##### Page text

I am currently trying to implement my own loss layer in caffe, and while attempting to do so, am using other layers as a reference. One thing that puzzles me, however, is the use of top[0]->cpu_diff() in Backward_cpu. I will be using the EuclideanLossLayer as a reference. Here are my questions

  • It is my understanding that top[0]->cpu_diff() holds the error derivative from the next layer, but what if there is no other layer, how is it initialised? since it is used in EuclideanLossLayer without performing any checks:

    const Dtype alpha = sign * top[0]->cpu_diff()[0] / bottom[i]->num();
    
  • Again, in the EuclideanLossLayer, the derivative for the error with respect to the activations is calculated using the following code snippet:

    const Dtype alpha = sign * top[0]->cpu_diff()[0] / bottom[i]->num();
    caffe_cpu_axpby(
      bottom[i]->count(),              // count
      alpha,                              // alpha
      diff_.cpu_data(),                   // a
      Dtype(0),                           // beta
      bottom[i]->mutable_cpu_diff());  // b
    

    If my first assumption is correct, and top[0]->cpu_diff() does indeed hold the error derivative for the layer above, why do we only use the first element i.e. top[0]->cpu_diff()[0] as opposed to multiplying by the whole vector i.e. top[0]->cpu_diff()?

##########
##### Information given

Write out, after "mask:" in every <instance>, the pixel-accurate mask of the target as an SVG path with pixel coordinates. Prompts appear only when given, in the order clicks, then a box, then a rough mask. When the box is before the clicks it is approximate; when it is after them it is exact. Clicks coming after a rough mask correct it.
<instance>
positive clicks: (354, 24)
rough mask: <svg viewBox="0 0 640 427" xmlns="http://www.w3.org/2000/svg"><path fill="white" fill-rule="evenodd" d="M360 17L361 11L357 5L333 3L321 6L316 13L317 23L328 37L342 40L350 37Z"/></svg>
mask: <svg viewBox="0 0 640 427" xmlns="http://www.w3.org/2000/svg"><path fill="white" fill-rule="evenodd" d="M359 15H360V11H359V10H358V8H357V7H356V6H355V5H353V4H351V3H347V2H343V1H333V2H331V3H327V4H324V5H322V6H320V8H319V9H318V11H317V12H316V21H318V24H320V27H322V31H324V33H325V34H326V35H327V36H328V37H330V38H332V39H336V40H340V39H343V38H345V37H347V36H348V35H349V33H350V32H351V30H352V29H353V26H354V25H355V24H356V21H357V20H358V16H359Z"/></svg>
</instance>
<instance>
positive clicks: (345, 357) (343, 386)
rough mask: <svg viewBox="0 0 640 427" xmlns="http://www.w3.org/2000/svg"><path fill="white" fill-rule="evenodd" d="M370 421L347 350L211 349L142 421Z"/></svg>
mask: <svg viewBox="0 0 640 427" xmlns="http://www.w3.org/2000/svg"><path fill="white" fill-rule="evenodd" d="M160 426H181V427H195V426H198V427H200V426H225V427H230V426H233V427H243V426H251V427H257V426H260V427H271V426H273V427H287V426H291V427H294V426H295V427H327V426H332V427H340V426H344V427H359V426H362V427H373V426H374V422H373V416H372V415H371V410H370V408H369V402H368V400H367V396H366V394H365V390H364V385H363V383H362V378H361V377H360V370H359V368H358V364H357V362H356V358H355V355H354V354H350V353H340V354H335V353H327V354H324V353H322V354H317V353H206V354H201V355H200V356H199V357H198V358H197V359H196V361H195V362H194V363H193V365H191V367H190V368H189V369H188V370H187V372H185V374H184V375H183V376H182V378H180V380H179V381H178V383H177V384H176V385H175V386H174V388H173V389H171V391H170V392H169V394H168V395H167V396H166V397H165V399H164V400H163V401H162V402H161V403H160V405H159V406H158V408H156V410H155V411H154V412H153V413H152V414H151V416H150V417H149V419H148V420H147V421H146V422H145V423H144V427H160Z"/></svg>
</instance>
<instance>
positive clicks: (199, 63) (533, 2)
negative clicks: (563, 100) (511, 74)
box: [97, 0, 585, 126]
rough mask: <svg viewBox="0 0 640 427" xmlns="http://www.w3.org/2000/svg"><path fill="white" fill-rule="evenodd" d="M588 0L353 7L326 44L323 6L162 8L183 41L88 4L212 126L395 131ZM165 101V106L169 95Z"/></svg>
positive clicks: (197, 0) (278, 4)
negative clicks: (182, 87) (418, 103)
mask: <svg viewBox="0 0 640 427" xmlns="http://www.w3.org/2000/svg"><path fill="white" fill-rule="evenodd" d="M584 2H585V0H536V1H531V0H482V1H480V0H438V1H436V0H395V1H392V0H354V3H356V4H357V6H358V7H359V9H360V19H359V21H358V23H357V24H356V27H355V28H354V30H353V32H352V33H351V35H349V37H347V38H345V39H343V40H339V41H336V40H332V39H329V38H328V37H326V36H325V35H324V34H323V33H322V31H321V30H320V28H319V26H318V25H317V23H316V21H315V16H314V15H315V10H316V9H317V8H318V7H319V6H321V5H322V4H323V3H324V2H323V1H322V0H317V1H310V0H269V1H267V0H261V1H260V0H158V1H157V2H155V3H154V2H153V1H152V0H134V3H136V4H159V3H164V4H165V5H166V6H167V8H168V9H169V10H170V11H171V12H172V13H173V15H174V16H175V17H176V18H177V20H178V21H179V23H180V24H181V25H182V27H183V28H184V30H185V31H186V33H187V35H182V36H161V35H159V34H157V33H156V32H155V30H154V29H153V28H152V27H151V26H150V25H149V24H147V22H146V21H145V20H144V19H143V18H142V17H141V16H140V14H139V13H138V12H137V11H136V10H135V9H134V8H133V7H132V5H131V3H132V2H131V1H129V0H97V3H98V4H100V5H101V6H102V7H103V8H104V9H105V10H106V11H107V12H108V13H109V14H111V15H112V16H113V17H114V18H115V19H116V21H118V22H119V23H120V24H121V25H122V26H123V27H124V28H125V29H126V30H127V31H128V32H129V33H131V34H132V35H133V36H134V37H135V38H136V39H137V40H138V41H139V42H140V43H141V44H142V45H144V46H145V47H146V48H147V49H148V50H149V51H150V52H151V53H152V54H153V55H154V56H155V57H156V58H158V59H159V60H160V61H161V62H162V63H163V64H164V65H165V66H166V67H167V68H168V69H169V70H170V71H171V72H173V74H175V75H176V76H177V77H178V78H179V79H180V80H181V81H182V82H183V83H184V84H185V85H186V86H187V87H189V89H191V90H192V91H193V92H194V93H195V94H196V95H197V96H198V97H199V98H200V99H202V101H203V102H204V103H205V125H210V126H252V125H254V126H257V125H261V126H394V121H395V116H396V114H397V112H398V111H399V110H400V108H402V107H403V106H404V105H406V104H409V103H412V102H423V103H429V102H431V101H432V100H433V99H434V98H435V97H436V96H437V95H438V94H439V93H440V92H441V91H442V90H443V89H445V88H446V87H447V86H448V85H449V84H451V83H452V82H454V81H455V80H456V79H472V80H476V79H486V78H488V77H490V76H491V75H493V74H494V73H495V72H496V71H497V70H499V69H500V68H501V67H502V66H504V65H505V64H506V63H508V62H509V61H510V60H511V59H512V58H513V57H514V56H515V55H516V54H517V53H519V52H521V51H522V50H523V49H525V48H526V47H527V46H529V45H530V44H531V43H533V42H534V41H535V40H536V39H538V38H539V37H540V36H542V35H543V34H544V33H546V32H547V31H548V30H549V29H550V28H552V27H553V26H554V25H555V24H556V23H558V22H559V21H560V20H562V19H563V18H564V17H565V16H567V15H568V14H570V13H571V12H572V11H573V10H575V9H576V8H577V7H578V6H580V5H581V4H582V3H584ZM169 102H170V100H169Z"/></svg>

##########

* What to produce: According to the Caffe loss-layer question, why does the writer wonder how top[0]->cpu_diff() gets initialized when no other layer follows? Answer in one to three sentences. The records have no connection to the text.

* Task result: The writer understands top[0]->cpu_diff() to hold the error derivative from the next layer, so it is unclear what it holds when there is no next layer. Even so, EuclideanLossLayer uses it without performing any checks, in the line that computes alpha.